YOUR OBJECTIVE
List each line in the records below that contains the word "blurred".

DATASET RECORDS
※ ※ ※

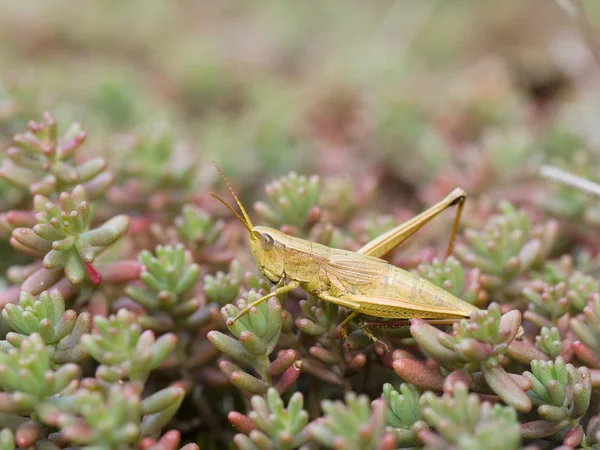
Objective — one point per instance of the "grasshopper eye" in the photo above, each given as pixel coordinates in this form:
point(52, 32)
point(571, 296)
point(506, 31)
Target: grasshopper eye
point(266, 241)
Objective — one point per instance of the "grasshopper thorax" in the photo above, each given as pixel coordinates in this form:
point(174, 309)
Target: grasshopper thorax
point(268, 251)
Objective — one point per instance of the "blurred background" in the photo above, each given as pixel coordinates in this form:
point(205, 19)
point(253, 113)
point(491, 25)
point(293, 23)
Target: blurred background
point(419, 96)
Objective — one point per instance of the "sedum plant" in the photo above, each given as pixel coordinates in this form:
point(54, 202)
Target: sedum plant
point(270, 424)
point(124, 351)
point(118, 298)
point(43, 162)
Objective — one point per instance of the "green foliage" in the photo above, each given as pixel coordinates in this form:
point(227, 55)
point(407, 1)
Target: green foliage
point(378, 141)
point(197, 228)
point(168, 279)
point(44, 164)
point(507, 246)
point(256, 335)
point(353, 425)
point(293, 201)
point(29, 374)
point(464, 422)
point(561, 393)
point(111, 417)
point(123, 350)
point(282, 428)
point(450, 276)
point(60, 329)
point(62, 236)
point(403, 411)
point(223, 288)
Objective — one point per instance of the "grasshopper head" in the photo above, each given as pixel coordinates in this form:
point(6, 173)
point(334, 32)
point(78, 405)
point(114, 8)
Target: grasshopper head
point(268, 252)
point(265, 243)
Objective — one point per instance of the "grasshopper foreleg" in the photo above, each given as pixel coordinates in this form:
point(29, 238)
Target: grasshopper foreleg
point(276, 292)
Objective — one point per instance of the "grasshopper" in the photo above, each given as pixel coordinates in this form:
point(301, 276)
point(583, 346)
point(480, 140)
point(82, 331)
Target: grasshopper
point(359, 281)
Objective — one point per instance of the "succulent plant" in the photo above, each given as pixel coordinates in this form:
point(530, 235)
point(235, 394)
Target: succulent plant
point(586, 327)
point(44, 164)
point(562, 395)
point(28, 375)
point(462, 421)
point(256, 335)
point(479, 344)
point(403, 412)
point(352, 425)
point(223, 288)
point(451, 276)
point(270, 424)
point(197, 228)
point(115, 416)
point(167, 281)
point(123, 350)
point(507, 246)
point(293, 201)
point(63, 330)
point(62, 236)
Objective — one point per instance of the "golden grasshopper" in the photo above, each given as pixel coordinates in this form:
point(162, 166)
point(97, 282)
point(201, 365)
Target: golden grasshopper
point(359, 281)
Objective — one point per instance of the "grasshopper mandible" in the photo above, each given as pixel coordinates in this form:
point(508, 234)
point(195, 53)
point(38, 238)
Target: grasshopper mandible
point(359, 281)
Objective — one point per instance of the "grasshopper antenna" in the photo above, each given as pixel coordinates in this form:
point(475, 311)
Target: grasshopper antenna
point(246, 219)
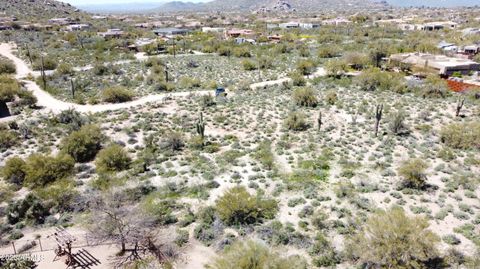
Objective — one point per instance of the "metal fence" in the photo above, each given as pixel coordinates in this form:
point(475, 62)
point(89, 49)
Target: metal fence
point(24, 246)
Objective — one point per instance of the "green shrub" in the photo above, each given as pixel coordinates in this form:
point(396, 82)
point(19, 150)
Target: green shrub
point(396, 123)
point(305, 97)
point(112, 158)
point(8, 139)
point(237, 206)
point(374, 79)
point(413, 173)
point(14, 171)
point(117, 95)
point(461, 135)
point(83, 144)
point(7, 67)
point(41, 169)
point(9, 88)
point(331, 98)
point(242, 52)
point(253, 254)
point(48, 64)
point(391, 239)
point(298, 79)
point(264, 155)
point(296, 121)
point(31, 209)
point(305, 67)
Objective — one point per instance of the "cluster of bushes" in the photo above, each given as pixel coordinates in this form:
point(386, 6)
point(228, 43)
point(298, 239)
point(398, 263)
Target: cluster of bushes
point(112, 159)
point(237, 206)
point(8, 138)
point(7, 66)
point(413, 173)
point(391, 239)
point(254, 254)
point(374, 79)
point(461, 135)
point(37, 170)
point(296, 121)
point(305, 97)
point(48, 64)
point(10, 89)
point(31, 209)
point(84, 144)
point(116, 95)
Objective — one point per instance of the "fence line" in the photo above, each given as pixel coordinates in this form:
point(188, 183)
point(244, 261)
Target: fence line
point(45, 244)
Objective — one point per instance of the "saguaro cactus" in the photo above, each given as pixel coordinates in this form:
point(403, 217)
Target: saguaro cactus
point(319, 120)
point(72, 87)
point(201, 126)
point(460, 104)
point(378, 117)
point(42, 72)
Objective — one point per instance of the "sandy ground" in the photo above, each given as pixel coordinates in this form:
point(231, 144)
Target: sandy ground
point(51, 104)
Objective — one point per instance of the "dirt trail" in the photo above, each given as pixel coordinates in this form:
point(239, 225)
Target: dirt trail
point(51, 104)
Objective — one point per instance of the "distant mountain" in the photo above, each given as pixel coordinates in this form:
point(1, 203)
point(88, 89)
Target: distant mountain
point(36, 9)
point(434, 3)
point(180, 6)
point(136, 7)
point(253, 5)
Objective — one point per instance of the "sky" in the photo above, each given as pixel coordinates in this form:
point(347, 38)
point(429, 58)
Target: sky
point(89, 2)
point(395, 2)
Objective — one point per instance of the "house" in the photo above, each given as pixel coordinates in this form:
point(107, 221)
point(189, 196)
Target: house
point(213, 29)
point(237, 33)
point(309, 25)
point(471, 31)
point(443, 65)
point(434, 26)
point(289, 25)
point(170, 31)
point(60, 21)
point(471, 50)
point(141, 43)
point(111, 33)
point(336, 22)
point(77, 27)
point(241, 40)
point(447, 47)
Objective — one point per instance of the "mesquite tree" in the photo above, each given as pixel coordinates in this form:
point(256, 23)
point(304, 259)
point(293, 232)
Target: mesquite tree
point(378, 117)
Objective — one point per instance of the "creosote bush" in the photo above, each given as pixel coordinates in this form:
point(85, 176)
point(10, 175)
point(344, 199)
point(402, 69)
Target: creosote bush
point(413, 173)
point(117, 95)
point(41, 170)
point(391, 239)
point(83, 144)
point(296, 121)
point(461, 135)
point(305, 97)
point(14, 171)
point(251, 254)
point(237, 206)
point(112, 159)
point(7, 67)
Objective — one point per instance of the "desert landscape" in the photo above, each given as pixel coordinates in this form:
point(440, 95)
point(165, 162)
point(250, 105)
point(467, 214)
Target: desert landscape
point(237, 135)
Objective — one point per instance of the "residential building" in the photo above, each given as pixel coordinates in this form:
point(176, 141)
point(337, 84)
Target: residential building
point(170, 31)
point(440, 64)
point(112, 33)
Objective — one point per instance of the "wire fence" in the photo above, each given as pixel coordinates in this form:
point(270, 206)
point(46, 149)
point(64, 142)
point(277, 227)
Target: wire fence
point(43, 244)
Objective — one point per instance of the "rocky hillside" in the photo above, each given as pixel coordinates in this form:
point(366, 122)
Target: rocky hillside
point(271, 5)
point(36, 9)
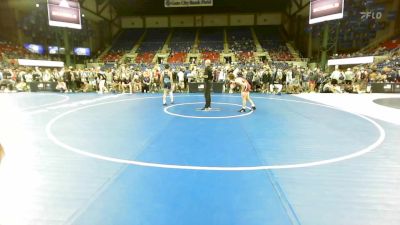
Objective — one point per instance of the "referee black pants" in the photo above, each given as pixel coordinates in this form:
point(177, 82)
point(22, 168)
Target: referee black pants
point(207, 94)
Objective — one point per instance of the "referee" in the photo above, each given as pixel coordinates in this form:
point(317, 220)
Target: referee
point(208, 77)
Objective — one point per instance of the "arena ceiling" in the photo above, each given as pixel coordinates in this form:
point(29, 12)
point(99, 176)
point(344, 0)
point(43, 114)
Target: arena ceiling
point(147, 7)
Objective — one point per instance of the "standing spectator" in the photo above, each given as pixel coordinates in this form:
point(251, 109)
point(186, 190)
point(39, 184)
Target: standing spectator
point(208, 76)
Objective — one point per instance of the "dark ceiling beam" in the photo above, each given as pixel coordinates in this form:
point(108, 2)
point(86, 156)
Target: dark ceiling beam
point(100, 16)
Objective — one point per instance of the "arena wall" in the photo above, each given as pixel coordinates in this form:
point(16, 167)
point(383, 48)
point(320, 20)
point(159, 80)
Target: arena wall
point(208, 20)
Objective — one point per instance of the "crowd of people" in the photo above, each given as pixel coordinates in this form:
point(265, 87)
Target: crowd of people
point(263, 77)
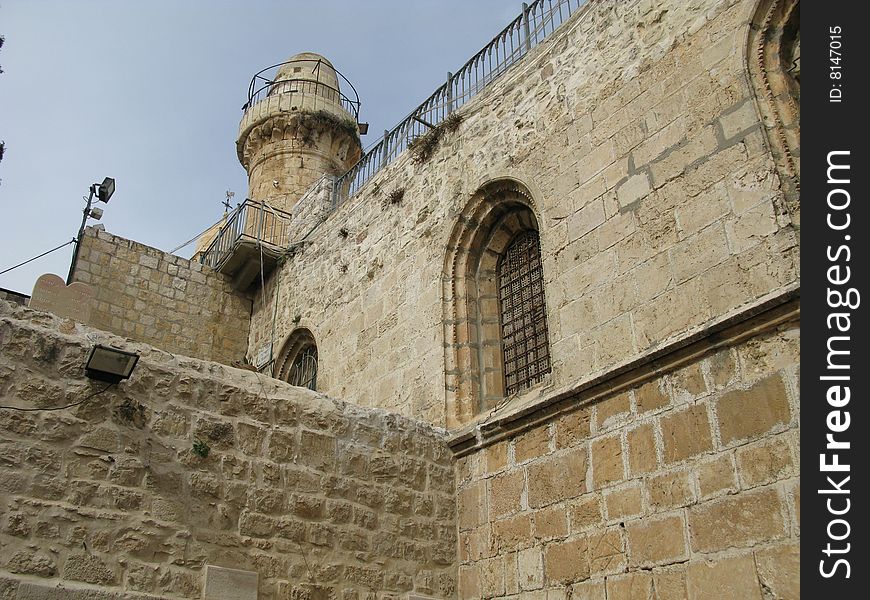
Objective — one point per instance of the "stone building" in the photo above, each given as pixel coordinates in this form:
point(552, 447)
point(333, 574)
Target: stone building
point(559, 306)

※ ※ ※

TASK SOLUTION
Objective — one point per instance of the "blurred background" in the photo above, each given as pixel coordinates in this form:
Target: blurred background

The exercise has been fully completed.